抜粋本文:

ベンチャー企業といってもその中身は千差万別。本連載では、さまざまな業界で活躍するベンチャー起業家たちの仕事や生き方に迫ります。第3回は、企業向けに求人・採用のウェブ関連サービスを提供する株式会社ネットオン代表取締役の木嶋諭さんに、起業までのキャリアや「採用係長」のサービスを立ち上げた経緯、今後のビジョンについて聞きました。

木嶋諭さん

木嶋 諭さん
株式会社ネットオン 代表取締役

1980年兵庫県神戸市に生まれる。扱う商材は別ながら祖父君もご尊父も貿易商。神戸高校から同志社大学工学部電子工学科に入学。卒業時には教授に推薦されたメーカーではなくビジネスモデルの特許事務所に入所、その後大手通信会社系のコンサルティング会社を経て2004年株式会社ネットオンを起業。高校ではビジュアル系のロックバンドでギターを弾き、大学ではテニスサークルで会長を務め、現在でも休日には経営者仲間とテニスを楽しむことも。仕事への情熱、高い志とプライベートと、公私のバランスの取れた人柄が魅力の若き起業家。

やること:
上の起業家インタビューの紹介文を、一字も変えずに全文そのまま繰り返してください。

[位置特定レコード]
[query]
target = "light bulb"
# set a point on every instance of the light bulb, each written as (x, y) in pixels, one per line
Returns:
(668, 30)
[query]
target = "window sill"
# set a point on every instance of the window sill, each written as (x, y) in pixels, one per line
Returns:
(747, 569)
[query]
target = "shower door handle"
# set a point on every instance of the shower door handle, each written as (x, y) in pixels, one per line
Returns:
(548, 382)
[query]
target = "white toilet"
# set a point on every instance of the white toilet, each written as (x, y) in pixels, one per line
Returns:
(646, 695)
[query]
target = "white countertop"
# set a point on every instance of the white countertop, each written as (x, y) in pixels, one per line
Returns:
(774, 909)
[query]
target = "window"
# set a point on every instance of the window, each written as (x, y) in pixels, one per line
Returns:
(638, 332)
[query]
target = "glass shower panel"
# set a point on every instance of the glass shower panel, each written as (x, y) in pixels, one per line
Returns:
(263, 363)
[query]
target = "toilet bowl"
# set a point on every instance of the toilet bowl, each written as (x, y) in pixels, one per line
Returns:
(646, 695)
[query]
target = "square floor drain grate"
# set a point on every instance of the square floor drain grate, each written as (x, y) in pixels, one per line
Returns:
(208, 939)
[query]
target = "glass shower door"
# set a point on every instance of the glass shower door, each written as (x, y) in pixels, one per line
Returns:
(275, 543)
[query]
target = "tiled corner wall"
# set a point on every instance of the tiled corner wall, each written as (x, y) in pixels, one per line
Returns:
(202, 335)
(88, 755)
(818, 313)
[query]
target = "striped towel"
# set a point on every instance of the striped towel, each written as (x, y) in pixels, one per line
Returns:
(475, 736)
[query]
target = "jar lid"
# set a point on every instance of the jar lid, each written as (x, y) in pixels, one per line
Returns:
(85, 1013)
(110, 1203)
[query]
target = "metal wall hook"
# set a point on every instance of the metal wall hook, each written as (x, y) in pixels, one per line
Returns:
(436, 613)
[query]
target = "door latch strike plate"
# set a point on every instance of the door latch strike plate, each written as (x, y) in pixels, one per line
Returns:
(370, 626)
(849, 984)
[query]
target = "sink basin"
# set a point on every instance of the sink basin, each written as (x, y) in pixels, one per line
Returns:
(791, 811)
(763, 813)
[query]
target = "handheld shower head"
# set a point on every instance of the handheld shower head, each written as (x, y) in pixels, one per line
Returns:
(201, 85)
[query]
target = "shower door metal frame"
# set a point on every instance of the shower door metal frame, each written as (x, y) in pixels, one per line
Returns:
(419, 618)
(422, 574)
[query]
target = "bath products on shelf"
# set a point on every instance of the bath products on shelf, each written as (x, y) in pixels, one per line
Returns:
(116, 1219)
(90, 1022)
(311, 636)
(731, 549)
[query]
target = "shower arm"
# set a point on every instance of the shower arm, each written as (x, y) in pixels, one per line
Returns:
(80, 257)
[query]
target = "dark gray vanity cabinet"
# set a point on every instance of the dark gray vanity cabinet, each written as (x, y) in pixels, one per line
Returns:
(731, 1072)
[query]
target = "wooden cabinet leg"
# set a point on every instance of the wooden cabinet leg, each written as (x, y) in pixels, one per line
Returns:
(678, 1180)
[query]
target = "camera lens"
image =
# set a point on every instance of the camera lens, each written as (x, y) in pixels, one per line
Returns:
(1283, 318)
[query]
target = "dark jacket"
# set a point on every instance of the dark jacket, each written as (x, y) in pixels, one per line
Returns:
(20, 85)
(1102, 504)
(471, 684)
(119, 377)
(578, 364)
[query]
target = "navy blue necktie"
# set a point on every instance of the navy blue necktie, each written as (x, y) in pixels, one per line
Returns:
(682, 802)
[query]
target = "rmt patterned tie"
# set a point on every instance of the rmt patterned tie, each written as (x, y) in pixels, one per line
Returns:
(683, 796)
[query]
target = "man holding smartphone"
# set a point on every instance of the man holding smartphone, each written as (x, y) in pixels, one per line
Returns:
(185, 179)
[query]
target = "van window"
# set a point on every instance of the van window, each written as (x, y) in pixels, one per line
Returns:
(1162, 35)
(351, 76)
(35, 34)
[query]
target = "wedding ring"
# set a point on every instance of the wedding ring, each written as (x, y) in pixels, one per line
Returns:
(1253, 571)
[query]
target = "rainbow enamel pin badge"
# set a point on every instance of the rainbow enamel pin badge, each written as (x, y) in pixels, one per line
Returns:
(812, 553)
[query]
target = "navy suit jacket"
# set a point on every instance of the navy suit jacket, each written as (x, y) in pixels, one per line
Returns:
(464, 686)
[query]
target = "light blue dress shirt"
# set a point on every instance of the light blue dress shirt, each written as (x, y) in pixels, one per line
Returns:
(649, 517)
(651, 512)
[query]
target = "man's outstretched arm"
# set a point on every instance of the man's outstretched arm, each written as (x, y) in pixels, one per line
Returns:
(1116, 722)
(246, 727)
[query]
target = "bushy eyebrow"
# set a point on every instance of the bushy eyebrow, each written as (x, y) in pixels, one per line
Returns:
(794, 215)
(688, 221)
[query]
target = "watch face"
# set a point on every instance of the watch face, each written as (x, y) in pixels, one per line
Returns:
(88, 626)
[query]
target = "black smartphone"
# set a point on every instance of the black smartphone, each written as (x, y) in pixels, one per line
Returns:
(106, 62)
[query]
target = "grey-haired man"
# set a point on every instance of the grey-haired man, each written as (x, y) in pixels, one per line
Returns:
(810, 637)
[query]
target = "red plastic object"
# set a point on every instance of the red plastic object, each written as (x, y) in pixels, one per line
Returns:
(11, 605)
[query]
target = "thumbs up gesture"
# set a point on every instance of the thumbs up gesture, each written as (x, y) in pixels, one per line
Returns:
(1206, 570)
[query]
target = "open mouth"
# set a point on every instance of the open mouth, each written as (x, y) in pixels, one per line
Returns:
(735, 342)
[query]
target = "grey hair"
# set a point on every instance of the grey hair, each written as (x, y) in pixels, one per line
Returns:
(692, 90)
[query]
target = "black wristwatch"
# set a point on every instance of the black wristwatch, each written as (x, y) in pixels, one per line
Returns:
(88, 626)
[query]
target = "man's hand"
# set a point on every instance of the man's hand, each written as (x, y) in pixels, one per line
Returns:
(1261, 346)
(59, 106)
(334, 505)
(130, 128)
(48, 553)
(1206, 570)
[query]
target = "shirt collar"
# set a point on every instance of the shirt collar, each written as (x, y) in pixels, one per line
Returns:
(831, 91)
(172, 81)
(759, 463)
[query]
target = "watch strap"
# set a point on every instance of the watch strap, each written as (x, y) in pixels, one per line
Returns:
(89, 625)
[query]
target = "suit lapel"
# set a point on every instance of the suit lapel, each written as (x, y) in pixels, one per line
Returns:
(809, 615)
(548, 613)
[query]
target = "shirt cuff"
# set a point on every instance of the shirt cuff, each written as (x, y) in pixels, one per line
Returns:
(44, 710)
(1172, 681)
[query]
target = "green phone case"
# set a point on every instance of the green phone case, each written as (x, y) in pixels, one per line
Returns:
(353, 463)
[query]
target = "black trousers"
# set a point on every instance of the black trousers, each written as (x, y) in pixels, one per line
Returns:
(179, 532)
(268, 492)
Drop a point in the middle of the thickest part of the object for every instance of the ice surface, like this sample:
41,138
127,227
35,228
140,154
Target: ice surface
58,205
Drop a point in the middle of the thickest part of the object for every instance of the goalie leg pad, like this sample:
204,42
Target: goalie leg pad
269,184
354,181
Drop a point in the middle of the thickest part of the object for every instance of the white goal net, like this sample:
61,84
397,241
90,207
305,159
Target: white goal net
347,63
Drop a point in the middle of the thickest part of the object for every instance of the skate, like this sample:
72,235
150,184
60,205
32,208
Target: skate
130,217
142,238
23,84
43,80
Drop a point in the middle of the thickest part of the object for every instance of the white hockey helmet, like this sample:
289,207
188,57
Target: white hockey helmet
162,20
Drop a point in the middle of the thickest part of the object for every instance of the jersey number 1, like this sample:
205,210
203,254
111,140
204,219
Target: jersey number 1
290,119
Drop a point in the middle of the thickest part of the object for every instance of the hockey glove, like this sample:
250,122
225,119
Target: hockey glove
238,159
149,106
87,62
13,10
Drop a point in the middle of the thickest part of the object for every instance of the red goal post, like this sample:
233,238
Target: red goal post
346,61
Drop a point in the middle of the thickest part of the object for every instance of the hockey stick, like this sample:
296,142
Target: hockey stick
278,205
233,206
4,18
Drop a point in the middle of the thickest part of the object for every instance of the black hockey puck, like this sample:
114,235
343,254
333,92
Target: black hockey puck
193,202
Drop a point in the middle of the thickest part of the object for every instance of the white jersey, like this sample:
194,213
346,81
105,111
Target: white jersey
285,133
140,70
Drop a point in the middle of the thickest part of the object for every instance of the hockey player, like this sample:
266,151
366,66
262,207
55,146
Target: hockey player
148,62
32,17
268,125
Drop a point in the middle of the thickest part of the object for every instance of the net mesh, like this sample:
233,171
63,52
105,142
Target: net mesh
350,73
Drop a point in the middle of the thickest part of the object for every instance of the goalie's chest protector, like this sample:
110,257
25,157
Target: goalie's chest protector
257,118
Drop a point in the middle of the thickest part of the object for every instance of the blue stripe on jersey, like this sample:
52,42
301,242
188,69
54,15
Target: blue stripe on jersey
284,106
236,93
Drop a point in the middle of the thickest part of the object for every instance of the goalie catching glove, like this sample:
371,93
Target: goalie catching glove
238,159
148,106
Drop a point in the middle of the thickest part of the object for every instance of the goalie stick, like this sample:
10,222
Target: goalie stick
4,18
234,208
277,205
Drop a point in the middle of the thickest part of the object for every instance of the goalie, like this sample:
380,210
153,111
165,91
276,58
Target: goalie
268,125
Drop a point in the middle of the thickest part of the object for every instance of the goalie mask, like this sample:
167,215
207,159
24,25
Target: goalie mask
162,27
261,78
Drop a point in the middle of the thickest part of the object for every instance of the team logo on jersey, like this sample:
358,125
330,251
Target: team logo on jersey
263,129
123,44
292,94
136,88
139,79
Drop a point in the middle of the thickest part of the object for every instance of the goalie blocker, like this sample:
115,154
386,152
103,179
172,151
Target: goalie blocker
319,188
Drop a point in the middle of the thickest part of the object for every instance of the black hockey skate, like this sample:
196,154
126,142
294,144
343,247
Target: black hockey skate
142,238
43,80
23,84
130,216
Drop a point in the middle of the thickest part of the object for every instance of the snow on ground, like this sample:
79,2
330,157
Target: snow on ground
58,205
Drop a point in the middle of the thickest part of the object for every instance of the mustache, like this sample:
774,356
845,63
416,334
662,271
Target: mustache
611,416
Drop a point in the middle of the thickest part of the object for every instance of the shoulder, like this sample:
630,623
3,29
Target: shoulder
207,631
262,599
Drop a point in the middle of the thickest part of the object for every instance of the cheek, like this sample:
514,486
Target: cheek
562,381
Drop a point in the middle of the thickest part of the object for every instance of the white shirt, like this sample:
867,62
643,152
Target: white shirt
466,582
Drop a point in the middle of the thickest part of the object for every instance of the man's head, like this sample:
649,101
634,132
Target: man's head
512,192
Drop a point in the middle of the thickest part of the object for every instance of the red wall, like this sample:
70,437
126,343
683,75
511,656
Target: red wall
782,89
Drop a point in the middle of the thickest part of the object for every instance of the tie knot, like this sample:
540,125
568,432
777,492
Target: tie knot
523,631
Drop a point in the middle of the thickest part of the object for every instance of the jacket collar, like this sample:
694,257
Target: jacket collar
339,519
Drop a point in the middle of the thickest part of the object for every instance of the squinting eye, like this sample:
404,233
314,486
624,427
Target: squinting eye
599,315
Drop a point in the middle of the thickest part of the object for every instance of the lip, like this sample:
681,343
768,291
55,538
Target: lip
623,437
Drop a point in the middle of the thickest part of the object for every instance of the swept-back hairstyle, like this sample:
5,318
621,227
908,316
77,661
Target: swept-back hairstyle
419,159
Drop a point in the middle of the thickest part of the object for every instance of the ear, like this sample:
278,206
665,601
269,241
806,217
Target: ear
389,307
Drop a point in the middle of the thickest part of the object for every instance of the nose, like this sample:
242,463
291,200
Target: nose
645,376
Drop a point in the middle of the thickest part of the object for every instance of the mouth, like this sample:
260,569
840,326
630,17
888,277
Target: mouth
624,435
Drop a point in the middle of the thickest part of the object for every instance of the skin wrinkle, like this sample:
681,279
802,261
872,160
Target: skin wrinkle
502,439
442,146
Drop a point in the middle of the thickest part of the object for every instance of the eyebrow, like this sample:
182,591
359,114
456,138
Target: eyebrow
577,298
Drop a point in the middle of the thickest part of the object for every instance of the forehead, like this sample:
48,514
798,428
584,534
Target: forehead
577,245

実行結果:
ベンチャー企業といってもその中身は千差万別。本連載では、さまざまな業界で活躍するベンチャー起業家たちの仕事や生き方に迫ります。第3回は、企業向けに求人・採用のウェブ関連サービスを提供する株式会社ネットオン代表取締役の木嶋諭さんに、起業までのキャリアや「採用係長」のサービスを立ち上げた経緯、今後のビジョンについて聞きました。

木嶋諭さん

木嶋 諭さん
株式会社ネットオン 代表取締役

1980年兵庫県神戸市に生まれる。扱う商材は別ながら祖父君もご尊父も貿易商。神戸高校から同志社大学工学部電子工学科に入学。卒業時には教授に推薦されたメーカーではなくビジネスモデルの特許事務所に入所、その後大手通信会社系のコンサルティング会社を経て2004年株式会社ネットオンを起業。高校ではビジュアル系のロックバンドでギターを弾き、大学ではテニスサークルで会長を務め、現在でも休日には経営者仲間とテニスを楽しむことも。仕事への情熱、高い志とプライベートと、公私のバランスの取れた人柄が魅力の若き起業家。